▶ Written request
Pull out every line of the material below that contains the string "blurred", treating uppercase and lowercase letters as different.

▶ Source records
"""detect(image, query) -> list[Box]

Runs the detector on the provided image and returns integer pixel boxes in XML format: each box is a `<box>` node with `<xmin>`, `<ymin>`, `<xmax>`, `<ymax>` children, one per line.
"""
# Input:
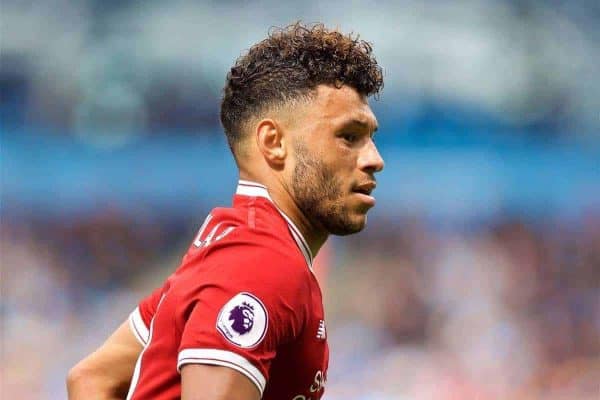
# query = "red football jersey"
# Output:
<box><xmin>127</xmin><ymin>181</ymin><xmax>329</xmax><ymax>400</ymax></box>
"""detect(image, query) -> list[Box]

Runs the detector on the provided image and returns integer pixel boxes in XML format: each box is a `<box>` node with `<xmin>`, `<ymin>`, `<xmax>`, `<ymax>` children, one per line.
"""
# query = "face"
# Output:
<box><xmin>290</xmin><ymin>85</ymin><xmax>384</xmax><ymax>235</ymax></box>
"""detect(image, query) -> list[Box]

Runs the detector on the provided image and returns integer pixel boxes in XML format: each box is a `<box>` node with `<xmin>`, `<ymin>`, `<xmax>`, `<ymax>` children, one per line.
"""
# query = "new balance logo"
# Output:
<box><xmin>317</xmin><ymin>320</ymin><xmax>327</xmax><ymax>340</ymax></box>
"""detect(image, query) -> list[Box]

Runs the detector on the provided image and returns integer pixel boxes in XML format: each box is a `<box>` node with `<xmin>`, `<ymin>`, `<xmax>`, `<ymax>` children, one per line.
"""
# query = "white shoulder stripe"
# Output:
<box><xmin>177</xmin><ymin>349</ymin><xmax>267</xmax><ymax>397</ymax></box>
<box><xmin>129</xmin><ymin>307</ymin><xmax>150</xmax><ymax>346</ymax></box>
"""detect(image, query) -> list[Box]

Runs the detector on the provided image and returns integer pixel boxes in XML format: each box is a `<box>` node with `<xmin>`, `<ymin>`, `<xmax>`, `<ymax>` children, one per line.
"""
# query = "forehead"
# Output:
<box><xmin>311</xmin><ymin>85</ymin><xmax>377</xmax><ymax>131</ymax></box>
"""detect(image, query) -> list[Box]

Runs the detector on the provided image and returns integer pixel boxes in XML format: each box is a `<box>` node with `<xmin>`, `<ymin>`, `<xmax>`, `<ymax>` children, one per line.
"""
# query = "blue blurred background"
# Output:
<box><xmin>0</xmin><ymin>0</ymin><xmax>600</xmax><ymax>400</ymax></box>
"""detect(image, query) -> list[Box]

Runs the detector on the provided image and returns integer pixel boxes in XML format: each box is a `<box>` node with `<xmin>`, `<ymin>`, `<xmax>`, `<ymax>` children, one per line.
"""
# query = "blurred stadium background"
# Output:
<box><xmin>0</xmin><ymin>0</ymin><xmax>600</xmax><ymax>400</ymax></box>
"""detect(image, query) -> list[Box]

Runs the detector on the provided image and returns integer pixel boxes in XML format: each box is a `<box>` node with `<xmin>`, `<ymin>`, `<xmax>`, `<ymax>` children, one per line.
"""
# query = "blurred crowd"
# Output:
<box><xmin>1</xmin><ymin>210</ymin><xmax>600</xmax><ymax>400</ymax></box>
<box><xmin>0</xmin><ymin>0</ymin><xmax>600</xmax><ymax>143</ymax></box>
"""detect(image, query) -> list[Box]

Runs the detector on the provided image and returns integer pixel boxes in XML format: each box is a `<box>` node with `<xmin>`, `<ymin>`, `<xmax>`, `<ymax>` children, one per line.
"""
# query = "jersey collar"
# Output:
<box><xmin>235</xmin><ymin>179</ymin><xmax>313</xmax><ymax>270</ymax></box>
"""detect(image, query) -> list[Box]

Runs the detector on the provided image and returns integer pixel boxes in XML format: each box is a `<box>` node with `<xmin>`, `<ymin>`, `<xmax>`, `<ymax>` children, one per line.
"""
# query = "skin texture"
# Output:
<box><xmin>238</xmin><ymin>85</ymin><xmax>384</xmax><ymax>254</ymax></box>
<box><xmin>67</xmin><ymin>85</ymin><xmax>384</xmax><ymax>400</ymax></box>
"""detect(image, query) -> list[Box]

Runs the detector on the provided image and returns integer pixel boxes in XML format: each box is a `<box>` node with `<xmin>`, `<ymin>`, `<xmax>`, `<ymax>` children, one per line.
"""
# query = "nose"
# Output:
<box><xmin>358</xmin><ymin>139</ymin><xmax>385</xmax><ymax>173</ymax></box>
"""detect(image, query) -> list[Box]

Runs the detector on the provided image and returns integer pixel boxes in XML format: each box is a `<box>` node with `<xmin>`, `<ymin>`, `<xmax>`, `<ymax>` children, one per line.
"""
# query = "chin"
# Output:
<box><xmin>328</xmin><ymin>215</ymin><xmax>367</xmax><ymax>236</ymax></box>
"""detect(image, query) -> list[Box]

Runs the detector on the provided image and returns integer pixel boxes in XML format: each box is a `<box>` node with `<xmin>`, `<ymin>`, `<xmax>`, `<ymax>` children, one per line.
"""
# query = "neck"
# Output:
<box><xmin>240</xmin><ymin>171</ymin><xmax>329</xmax><ymax>258</ymax></box>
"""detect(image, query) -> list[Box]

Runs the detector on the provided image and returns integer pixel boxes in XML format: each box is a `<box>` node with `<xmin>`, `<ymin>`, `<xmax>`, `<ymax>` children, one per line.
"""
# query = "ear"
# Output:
<box><xmin>256</xmin><ymin>118</ymin><xmax>287</xmax><ymax>166</ymax></box>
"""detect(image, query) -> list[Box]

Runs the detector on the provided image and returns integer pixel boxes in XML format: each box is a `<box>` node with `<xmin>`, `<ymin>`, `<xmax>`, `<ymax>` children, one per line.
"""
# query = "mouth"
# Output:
<box><xmin>352</xmin><ymin>182</ymin><xmax>376</xmax><ymax>207</ymax></box>
<box><xmin>352</xmin><ymin>182</ymin><xmax>377</xmax><ymax>196</ymax></box>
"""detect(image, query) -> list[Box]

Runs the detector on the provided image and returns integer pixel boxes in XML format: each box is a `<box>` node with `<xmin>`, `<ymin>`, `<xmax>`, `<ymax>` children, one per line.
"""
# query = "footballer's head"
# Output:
<box><xmin>221</xmin><ymin>23</ymin><xmax>383</xmax><ymax>235</ymax></box>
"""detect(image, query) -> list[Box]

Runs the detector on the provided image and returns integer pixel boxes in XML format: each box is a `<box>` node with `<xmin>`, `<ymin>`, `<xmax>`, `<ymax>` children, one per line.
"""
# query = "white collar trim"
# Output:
<box><xmin>235</xmin><ymin>179</ymin><xmax>313</xmax><ymax>271</ymax></box>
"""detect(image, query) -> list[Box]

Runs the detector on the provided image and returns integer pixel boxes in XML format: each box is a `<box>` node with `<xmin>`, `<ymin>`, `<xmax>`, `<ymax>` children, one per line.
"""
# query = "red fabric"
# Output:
<box><xmin>130</xmin><ymin>195</ymin><xmax>329</xmax><ymax>400</ymax></box>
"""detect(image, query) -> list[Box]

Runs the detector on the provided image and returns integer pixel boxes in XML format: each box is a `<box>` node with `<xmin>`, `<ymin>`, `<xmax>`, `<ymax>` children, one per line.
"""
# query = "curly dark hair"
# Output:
<box><xmin>221</xmin><ymin>22</ymin><xmax>383</xmax><ymax>154</ymax></box>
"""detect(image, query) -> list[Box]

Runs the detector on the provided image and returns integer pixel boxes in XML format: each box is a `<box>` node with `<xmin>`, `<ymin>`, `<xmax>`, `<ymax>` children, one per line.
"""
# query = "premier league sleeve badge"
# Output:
<box><xmin>217</xmin><ymin>292</ymin><xmax>269</xmax><ymax>348</ymax></box>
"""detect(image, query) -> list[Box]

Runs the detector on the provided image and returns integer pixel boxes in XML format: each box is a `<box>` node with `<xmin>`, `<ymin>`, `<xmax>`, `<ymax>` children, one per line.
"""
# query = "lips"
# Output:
<box><xmin>352</xmin><ymin>182</ymin><xmax>377</xmax><ymax>196</ymax></box>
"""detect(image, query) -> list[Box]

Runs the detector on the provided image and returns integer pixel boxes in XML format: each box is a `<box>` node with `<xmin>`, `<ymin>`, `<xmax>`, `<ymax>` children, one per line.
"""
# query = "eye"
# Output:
<box><xmin>341</xmin><ymin>133</ymin><xmax>358</xmax><ymax>143</ymax></box>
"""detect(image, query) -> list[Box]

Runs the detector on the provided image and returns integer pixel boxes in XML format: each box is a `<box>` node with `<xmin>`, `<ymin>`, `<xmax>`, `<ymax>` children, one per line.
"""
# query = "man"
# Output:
<box><xmin>68</xmin><ymin>24</ymin><xmax>383</xmax><ymax>400</ymax></box>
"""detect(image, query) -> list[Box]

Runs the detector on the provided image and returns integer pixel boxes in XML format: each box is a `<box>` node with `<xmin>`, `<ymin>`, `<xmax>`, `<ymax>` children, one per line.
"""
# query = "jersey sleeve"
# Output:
<box><xmin>129</xmin><ymin>283</ymin><xmax>166</xmax><ymax>346</ymax></box>
<box><xmin>177</xmin><ymin>241</ymin><xmax>309</xmax><ymax>396</ymax></box>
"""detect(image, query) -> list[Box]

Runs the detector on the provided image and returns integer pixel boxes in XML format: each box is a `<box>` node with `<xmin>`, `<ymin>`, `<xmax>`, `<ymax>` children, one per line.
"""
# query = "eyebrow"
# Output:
<box><xmin>342</xmin><ymin>118</ymin><xmax>379</xmax><ymax>134</ymax></box>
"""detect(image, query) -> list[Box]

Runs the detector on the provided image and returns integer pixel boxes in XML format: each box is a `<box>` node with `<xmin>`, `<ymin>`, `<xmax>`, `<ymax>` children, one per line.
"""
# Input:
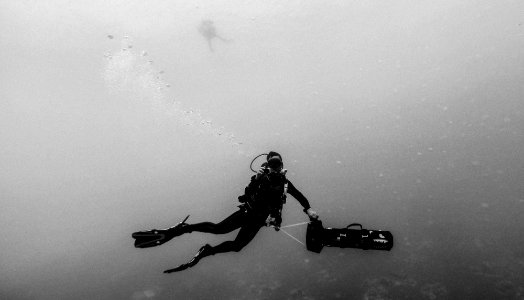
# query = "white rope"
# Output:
<box><xmin>280</xmin><ymin>227</ymin><xmax>305</xmax><ymax>246</ymax></box>
<box><xmin>280</xmin><ymin>222</ymin><xmax>309</xmax><ymax>228</ymax></box>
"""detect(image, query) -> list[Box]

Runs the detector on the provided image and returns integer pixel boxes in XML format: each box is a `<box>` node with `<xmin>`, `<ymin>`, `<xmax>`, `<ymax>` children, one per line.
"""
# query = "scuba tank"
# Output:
<box><xmin>306</xmin><ymin>220</ymin><xmax>393</xmax><ymax>253</ymax></box>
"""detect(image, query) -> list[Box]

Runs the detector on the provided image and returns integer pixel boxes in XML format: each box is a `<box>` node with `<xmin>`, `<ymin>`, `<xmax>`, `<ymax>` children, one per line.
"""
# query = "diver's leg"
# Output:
<box><xmin>209</xmin><ymin>222</ymin><xmax>264</xmax><ymax>255</ymax></box>
<box><xmin>184</xmin><ymin>209</ymin><xmax>246</xmax><ymax>234</ymax></box>
<box><xmin>164</xmin><ymin>217</ymin><xmax>263</xmax><ymax>273</ymax></box>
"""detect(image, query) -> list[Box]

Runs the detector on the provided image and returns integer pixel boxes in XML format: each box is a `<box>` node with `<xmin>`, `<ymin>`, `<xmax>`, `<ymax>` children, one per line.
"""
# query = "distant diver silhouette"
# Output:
<box><xmin>198</xmin><ymin>20</ymin><xmax>231</xmax><ymax>52</ymax></box>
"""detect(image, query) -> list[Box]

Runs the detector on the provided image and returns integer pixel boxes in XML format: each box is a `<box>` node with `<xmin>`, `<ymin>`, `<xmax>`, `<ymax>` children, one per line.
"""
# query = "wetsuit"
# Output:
<box><xmin>184</xmin><ymin>174</ymin><xmax>310</xmax><ymax>255</ymax></box>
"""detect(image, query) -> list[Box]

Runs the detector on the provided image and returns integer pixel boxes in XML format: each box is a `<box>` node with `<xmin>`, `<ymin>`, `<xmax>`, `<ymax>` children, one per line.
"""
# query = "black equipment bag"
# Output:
<box><xmin>306</xmin><ymin>220</ymin><xmax>393</xmax><ymax>253</ymax></box>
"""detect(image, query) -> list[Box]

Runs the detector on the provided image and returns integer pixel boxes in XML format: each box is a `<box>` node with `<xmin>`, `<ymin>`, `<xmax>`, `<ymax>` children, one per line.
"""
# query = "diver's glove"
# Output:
<box><xmin>304</xmin><ymin>207</ymin><xmax>318</xmax><ymax>220</ymax></box>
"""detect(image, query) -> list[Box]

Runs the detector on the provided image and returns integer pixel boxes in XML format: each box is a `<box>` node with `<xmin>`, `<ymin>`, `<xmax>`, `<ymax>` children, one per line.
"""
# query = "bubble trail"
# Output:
<box><xmin>103</xmin><ymin>36</ymin><xmax>255</xmax><ymax>157</ymax></box>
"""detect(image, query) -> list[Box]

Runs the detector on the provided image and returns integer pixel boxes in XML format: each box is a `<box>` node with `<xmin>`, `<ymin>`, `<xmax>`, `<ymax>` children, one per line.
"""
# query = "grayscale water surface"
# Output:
<box><xmin>0</xmin><ymin>0</ymin><xmax>524</xmax><ymax>300</ymax></box>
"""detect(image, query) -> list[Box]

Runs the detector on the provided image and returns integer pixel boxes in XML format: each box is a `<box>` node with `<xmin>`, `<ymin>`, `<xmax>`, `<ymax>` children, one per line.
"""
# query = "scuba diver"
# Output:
<box><xmin>132</xmin><ymin>151</ymin><xmax>319</xmax><ymax>273</ymax></box>
<box><xmin>198</xmin><ymin>20</ymin><xmax>231</xmax><ymax>52</ymax></box>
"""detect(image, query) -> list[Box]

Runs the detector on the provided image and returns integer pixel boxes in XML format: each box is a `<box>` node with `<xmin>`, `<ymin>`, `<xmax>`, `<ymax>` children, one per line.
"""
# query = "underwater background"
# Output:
<box><xmin>0</xmin><ymin>0</ymin><xmax>524</xmax><ymax>300</ymax></box>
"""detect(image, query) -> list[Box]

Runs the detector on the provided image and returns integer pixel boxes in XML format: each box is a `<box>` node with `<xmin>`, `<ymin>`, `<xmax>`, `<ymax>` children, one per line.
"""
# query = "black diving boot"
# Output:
<box><xmin>164</xmin><ymin>244</ymin><xmax>215</xmax><ymax>273</ymax></box>
<box><xmin>131</xmin><ymin>215</ymin><xmax>190</xmax><ymax>248</ymax></box>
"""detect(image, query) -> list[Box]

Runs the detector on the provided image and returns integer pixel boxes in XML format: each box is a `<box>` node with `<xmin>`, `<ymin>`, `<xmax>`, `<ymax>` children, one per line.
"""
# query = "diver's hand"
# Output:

▶ Written reply
# query = "blue blurred background"
# query = "blurred stadium background"
# query = "blurred crowd"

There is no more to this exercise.